Count the lines in the material below that contain the word "every" and reply with only that number.

[Source data]
===============

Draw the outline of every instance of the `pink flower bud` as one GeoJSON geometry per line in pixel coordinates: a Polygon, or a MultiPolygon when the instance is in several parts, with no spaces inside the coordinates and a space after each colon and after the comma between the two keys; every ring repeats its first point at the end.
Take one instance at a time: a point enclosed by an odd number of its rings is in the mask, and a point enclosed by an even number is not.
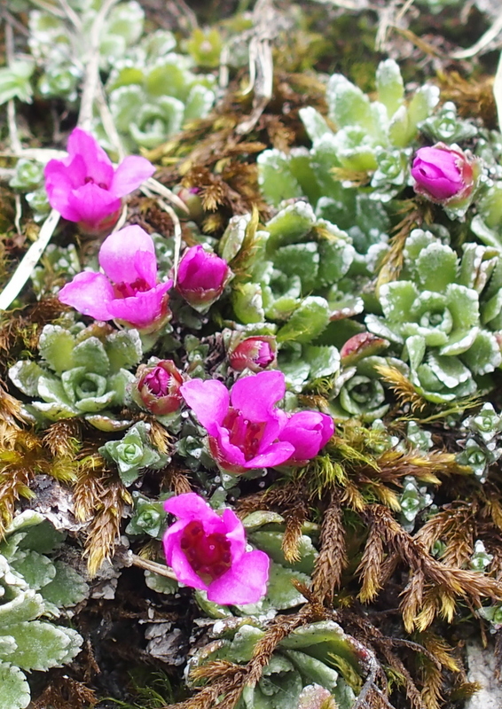
{"type": "Polygon", "coordinates": [[[228,361],[232,370],[261,371],[276,361],[277,344],[272,335],[246,338],[228,352],[228,361]]]}
{"type": "Polygon", "coordinates": [[[176,287],[187,303],[205,312],[223,293],[230,273],[226,261],[199,244],[183,254],[176,287]]]}
{"type": "Polygon", "coordinates": [[[474,159],[468,152],[454,150],[443,143],[417,151],[412,175],[418,194],[432,202],[449,203],[464,199],[475,182],[474,159]]]}
{"type": "Polygon", "coordinates": [[[183,400],[180,386],[183,376],[172,360],[160,360],[156,364],[141,364],[137,376],[137,394],[135,400],[155,416],[177,411],[183,400]],[[139,398],[140,401],[137,401],[139,398]]]}

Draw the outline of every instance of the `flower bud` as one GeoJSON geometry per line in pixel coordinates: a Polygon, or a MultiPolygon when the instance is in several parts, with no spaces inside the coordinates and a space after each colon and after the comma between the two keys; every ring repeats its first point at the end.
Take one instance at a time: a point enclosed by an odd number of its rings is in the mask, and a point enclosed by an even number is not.
{"type": "Polygon", "coordinates": [[[176,287],[187,303],[203,313],[223,293],[230,273],[226,261],[199,244],[183,254],[176,287]]]}
{"type": "Polygon", "coordinates": [[[475,172],[477,163],[470,153],[437,143],[417,151],[412,167],[413,188],[432,202],[452,205],[470,197],[475,172]]]}
{"type": "Polygon", "coordinates": [[[229,348],[228,361],[232,370],[250,370],[258,372],[276,362],[277,344],[272,335],[246,338],[236,347],[229,348]]]}
{"type": "Polygon", "coordinates": [[[160,360],[156,364],[141,364],[137,376],[137,403],[155,416],[177,411],[182,401],[179,387],[184,382],[172,360],[160,360]]]}

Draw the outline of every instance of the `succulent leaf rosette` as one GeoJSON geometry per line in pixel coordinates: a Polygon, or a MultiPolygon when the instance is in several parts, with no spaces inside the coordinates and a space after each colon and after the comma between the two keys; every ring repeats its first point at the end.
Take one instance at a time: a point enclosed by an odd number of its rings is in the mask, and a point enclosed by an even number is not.
{"type": "Polygon", "coordinates": [[[383,316],[365,318],[371,332],[404,346],[411,380],[431,401],[474,393],[480,378],[502,362],[495,334],[482,324],[479,291],[486,280],[476,281],[471,256],[467,249],[459,260],[430,232],[415,230],[403,279],[380,289],[383,316]]]}
{"type": "Polygon", "coordinates": [[[16,386],[35,400],[26,409],[36,420],[82,417],[104,431],[129,425],[111,409],[124,405],[127,387],[134,382],[129,370],[142,356],[137,331],[114,331],[95,324],[75,334],[45,325],[39,353],[42,363],[21,360],[9,370],[16,386]]]}
{"type": "Polygon", "coordinates": [[[362,174],[373,175],[372,194],[379,201],[388,201],[408,184],[412,145],[419,124],[437,105],[439,90],[425,84],[405,101],[393,59],[380,62],[376,84],[377,100],[372,102],[345,76],[334,74],[326,87],[329,123],[311,106],[300,109],[311,149],[294,148],[287,155],[267,150],[258,157],[260,182],[271,203],[300,196],[318,208],[326,200],[343,202],[347,188],[353,186],[351,175],[357,180],[362,174]]]}
{"type": "MultiPolygon", "coordinates": [[[[212,660],[248,662],[265,627],[256,618],[224,619],[215,625],[214,638],[191,658],[190,670],[212,660]]],[[[278,643],[255,685],[244,688],[238,709],[289,709],[298,705],[305,687],[312,682],[334,697],[338,709],[350,709],[355,696],[337,666],[359,666],[351,638],[332,620],[310,623],[278,643]],[[338,660],[338,662],[337,662],[338,660]]],[[[193,681],[190,684],[194,684],[193,681]]]]}
{"type": "Polygon", "coordinates": [[[468,151],[444,143],[420,148],[412,167],[415,191],[442,205],[452,218],[466,214],[480,175],[479,160],[468,151]]]}
{"type": "Polygon", "coordinates": [[[82,638],[53,620],[82,601],[82,576],[50,554],[64,534],[35,510],[18,515],[0,542],[0,709],[26,709],[25,672],[70,663],[82,638]]]}
{"type": "Polygon", "coordinates": [[[169,456],[160,453],[152,445],[149,426],[138,421],[125,433],[121,440],[108,440],[98,448],[106,460],[114,463],[124,485],[132,485],[145,468],[159,470],[170,461],[169,456]]]}

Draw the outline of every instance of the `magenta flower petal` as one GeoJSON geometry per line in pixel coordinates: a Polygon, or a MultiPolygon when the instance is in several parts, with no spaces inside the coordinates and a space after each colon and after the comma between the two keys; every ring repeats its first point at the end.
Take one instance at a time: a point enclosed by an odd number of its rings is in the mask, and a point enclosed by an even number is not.
{"type": "Polygon", "coordinates": [[[103,230],[108,222],[113,226],[121,197],[154,170],[145,158],[131,156],[114,171],[95,138],[79,128],[68,137],[67,150],[67,158],[50,160],[45,167],[49,203],[66,219],[91,230],[103,230]]]}
{"type": "MultiPolygon", "coordinates": [[[[169,530],[168,530],[169,534],[169,530]]],[[[180,537],[183,533],[180,533],[180,537]]],[[[175,542],[170,555],[170,560],[168,562],[169,566],[176,573],[176,577],[180,583],[184,583],[185,586],[190,586],[192,588],[199,588],[200,590],[207,590],[208,584],[193,571],[190,565],[185,554],[181,549],[180,543],[175,542]]]]}
{"type": "Polygon", "coordinates": [[[413,189],[433,202],[468,199],[475,183],[475,160],[468,152],[443,143],[420,148],[413,160],[413,189]]]}
{"type": "Polygon", "coordinates": [[[263,551],[247,551],[209,584],[208,598],[216,604],[258,603],[267,592],[271,560],[263,551]]]}
{"type": "Polygon", "coordinates": [[[231,405],[250,421],[267,421],[278,401],[286,393],[281,371],[263,371],[254,377],[238,379],[231,389],[231,405]]]}
{"type": "Polygon", "coordinates": [[[64,219],[69,222],[79,222],[81,213],[79,206],[70,206],[68,195],[83,183],[83,177],[80,181],[79,168],[85,172],[85,165],[80,155],[72,161],[73,168],[68,168],[61,160],[49,160],[45,166],[45,190],[49,203],[53,209],[57,209],[64,219]],[[74,165],[75,163],[75,165],[74,165]],[[78,179],[77,179],[78,178],[78,179]]]}
{"type": "Polygon", "coordinates": [[[98,141],[80,128],[72,130],[67,144],[70,157],[81,155],[85,162],[86,177],[90,177],[102,189],[109,190],[114,166],[98,141]]]}
{"type": "Polygon", "coordinates": [[[226,508],[221,517],[226,529],[226,538],[231,545],[233,557],[240,556],[246,551],[246,532],[244,525],[235,514],[233,510],[226,508]]]}
{"type": "Polygon", "coordinates": [[[246,468],[246,456],[243,451],[239,446],[230,442],[230,432],[224,426],[218,425],[217,432],[215,435],[209,434],[209,448],[211,455],[222,468],[226,470],[231,467],[246,468]]]}
{"type": "Polygon", "coordinates": [[[114,288],[102,273],[82,271],[61,288],[59,300],[97,320],[111,320],[108,306],[114,298],[114,288]]]}
{"type": "Polygon", "coordinates": [[[129,155],[115,170],[110,191],[115,197],[123,197],[137,190],[141,183],[151,177],[154,172],[155,168],[146,158],[129,155]]]}
{"type": "Polygon", "coordinates": [[[88,183],[68,193],[67,205],[79,214],[79,222],[96,228],[106,216],[121,208],[121,200],[94,183],[88,183]]]}
{"type": "MultiPolygon", "coordinates": [[[[137,260],[142,253],[155,256],[155,246],[152,237],[137,224],[124,227],[107,237],[99,250],[99,265],[114,283],[133,284],[138,277],[145,277],[137,272],[137,260]]],[[[152,261],[148,261],[148,285],[155,284],[157,266],[152,274],[152,261]],[[153,281],[151,280],[153,277],[153,281]]]]}
{"type": "Polygon", "coordinates": [[[270,559],[263,551],[246,551],[244,526],[231,510],[220,517],[193,493],[171,497],[165,507],[179,517],[163,543],[181,583],[206,589],[216,603],[256,603],[264,596],[270,559]]]}
{"type": "Polygon", "coordinates": [[[193,308],[205,310],[223,293],[229,275],[226,261],[198,244],[183,254],[176,290],[193,308]]]}
{"type": "Polygon", "coordinates": [[[171,286],[172,281],[166,281],[149,291],[138,292],[129,298],[115,298],[108,305],[110,315],[134,327],[149,327],[155,320],[165,316],[164,296],[171,286]]]}
{"type": "Polygon", "coordinates": [[[286,463],[294,453],[294,446],[280,440],[278,443],[272,443],[264,453],[260,453],[254,458],[246,462],[246,468],[268,468],[274,465],[281,465],[286,463]]]}
{"type": "Polygon", "coordinates": [[[230,403],[226,386],[216,379],[192,379],[182,385],[181,394],[211,436],[218,433],[230,403]]]}
{"type": "Polygon", "coordinates": [[[293,445],[292,461],[305,461],[318,455],[333,431],[331,417],[318,411],[299,411],[290,417],[280,432],[279,440],[293,445]]]}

===============

TASK RESPONSE:
4